__Task goal__.
Reproduce everything in the premonition text from "In his autobiography" down to "the same story.".

__Exercise text__.
In his autobiography (Blessings in Disguise, 34-35), Alex Guinness claims he had a premonition of James Dean’s demise. There used to be a snippet of an interview on YouTube in which he recounted the same story.
And here’s another anecdote:
The next story is also one of a disaster averted–in less dramatic and more tortuous ways. It was told by Sir Alec Guinness during a luncheon with mutual friends; he then kindly put it down in writing at my request:Saturday July 3rd 1971 was, for me, a quiet day of rehearsals ending with dinner with a friend and going to bed at 11:30 PM. Before going to bed I set my two alarm clocks to wake me at 7:20 AM. When working in London at a weekend it has been my habit to get up at 7:20 on the Sunday morning and leave my flat at 7:45 for the short walk to Westminster Cathedral for Mass at 8:00. (I have been a Catholic, of a sort, for about sixteen years.) On returning from Mass I would have a quick light breakfast and catch the 9:50 Portsmouth train, from Waterloo, to my home near Petersfield. On this particular night I remember I didn’t sleep a great deal as I constantly woke up–perhaps each hour–with a tremendous sense of well-being and happiness, for no reason that I can put my finger one.

__Available data__.

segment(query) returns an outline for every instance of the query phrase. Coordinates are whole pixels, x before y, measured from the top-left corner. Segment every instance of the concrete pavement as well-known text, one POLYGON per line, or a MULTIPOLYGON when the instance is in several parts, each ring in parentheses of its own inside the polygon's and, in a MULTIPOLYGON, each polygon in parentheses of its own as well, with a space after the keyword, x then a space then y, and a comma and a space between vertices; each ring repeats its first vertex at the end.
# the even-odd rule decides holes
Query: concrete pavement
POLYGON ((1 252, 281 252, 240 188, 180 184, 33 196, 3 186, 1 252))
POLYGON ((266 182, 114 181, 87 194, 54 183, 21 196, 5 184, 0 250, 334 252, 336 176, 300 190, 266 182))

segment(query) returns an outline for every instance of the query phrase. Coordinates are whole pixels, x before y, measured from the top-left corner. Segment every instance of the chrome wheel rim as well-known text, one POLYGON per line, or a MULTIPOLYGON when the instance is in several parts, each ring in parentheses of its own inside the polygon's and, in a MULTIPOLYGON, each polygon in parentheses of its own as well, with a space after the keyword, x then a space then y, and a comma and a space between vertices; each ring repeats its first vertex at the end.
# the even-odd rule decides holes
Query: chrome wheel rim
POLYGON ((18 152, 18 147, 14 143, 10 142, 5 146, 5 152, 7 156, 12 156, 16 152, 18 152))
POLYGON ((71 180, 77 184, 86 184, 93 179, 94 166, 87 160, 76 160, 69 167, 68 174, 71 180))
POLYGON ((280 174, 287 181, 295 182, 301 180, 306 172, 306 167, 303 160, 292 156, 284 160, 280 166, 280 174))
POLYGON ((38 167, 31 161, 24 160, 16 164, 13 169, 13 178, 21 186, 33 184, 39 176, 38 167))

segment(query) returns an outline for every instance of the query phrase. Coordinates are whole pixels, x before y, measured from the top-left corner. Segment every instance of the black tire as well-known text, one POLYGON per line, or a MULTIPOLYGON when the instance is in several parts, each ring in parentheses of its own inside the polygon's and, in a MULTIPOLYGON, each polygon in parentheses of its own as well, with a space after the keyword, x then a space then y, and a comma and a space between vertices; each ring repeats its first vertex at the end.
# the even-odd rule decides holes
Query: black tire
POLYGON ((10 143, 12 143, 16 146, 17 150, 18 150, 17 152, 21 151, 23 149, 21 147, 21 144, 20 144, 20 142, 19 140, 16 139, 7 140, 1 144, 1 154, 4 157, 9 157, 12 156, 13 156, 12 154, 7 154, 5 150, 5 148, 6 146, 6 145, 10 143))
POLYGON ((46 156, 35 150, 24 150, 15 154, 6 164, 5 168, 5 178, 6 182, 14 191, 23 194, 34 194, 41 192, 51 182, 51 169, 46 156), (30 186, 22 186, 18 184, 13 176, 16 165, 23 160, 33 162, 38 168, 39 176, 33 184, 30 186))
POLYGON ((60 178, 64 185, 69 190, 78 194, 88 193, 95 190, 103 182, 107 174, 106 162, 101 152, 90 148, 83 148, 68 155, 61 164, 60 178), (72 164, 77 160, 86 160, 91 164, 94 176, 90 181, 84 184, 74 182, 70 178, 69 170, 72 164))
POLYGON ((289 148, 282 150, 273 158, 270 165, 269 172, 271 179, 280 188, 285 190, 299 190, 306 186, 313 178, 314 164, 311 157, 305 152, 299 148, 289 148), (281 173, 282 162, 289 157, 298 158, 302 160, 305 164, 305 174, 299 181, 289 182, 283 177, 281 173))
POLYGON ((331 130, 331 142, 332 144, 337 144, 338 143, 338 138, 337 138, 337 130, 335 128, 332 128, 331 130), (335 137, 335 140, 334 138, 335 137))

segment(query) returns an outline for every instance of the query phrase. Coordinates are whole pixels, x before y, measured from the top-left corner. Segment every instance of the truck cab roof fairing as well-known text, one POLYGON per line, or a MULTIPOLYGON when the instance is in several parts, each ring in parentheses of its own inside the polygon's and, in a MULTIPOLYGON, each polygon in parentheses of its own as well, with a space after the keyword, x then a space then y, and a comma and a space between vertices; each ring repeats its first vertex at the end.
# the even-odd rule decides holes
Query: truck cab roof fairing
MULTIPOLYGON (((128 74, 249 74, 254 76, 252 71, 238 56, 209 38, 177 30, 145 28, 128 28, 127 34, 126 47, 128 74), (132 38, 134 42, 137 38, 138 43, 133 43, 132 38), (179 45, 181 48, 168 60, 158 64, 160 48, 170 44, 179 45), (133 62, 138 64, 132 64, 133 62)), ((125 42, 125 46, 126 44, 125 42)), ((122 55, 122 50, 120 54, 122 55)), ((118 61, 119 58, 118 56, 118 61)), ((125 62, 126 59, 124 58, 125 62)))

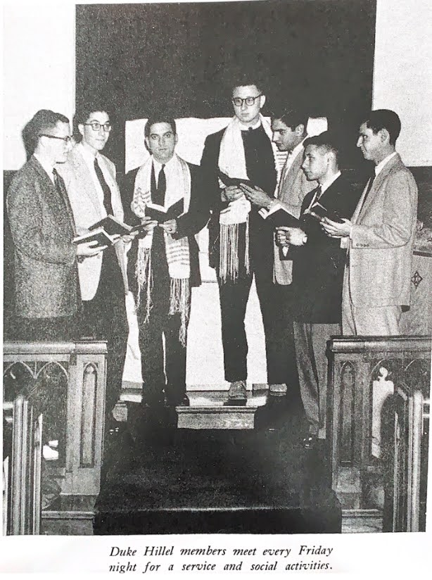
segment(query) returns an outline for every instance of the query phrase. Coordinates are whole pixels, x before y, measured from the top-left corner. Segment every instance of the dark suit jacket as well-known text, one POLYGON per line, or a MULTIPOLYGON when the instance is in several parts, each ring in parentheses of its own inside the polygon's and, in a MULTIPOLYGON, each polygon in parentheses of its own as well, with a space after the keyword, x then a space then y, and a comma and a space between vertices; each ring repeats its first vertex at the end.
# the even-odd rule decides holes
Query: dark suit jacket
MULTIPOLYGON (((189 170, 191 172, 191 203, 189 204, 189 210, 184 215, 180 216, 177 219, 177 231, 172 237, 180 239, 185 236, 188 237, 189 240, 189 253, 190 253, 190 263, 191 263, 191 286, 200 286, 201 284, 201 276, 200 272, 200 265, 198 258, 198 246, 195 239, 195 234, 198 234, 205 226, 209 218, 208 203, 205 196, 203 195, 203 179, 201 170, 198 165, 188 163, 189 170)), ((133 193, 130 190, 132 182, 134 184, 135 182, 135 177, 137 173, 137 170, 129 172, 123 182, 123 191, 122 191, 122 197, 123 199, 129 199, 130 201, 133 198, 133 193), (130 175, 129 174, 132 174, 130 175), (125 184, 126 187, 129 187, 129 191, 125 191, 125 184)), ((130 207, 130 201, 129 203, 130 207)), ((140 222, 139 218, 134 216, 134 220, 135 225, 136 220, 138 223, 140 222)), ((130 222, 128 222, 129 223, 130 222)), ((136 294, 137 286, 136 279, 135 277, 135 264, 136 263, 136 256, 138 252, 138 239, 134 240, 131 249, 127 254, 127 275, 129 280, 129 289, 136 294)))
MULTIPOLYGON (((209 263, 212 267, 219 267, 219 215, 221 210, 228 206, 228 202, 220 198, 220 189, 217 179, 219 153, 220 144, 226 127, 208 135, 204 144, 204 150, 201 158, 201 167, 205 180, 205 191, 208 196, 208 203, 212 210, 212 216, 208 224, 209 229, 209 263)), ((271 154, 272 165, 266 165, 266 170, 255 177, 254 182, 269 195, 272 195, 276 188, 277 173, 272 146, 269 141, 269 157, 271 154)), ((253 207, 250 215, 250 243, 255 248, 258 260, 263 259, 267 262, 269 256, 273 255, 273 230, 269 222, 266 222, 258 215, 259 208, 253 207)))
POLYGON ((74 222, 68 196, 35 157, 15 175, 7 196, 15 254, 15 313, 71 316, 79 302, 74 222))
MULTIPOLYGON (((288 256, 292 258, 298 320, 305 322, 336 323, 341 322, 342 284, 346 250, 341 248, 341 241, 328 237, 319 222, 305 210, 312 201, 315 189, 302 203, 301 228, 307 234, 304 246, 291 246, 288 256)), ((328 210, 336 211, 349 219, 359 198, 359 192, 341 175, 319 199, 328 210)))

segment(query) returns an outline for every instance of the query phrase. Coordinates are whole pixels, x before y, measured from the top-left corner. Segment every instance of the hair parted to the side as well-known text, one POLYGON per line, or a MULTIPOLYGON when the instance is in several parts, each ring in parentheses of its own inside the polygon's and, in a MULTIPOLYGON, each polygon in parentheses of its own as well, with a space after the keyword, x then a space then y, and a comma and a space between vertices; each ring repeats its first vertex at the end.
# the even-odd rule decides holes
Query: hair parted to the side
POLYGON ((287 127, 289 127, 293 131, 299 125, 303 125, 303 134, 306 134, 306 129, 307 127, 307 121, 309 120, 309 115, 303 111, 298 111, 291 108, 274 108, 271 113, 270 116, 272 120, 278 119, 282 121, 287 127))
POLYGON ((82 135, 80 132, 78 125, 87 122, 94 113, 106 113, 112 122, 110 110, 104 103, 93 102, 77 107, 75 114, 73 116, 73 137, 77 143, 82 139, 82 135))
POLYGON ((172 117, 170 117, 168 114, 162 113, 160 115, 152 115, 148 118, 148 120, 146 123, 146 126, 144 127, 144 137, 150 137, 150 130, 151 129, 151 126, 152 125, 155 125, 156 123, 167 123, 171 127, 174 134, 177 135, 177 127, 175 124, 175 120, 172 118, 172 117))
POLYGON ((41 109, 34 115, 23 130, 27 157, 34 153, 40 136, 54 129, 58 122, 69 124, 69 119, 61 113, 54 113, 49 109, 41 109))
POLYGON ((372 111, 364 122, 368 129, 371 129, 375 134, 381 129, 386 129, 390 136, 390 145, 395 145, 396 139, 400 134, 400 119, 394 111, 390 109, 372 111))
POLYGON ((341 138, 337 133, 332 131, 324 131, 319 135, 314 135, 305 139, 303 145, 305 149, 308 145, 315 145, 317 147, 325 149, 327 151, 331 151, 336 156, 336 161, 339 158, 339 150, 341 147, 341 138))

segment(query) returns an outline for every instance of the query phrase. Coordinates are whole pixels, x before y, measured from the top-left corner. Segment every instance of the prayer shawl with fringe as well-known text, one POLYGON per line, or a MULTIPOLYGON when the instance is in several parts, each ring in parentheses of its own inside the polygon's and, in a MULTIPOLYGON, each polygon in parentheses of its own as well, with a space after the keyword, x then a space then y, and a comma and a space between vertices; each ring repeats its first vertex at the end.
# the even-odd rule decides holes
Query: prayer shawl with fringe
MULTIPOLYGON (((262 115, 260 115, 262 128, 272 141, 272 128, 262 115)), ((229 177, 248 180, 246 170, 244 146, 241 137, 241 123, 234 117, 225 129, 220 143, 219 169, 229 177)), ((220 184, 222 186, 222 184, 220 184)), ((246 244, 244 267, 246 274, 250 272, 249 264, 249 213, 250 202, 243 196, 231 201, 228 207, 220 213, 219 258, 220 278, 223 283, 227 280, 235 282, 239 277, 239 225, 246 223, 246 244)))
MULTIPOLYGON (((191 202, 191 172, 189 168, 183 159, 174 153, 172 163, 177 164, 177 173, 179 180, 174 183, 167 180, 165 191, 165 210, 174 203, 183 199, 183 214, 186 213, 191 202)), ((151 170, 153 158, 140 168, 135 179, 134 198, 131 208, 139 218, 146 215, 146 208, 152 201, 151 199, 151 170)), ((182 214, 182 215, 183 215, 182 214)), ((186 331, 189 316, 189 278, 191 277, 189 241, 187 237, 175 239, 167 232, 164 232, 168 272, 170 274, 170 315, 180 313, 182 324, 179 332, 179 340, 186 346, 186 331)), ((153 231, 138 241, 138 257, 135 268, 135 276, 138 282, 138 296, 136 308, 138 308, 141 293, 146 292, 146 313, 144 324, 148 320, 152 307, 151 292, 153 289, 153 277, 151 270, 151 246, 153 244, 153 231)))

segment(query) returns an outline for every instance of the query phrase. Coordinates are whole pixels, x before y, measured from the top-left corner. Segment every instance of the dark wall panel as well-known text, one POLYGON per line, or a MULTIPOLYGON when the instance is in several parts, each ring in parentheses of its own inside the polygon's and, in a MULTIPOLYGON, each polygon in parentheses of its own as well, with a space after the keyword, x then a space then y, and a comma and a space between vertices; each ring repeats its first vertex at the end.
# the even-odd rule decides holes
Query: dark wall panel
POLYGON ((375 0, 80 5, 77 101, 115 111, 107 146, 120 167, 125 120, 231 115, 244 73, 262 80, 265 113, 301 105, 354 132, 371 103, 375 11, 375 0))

__Written solution__.
In his autobiography (Blessings in Disguise, 34-35), Alex Guinness claims he had a premonition of James Dean’s demise. There used to be a snippet of an interview on YouTube in which he recounted the same story.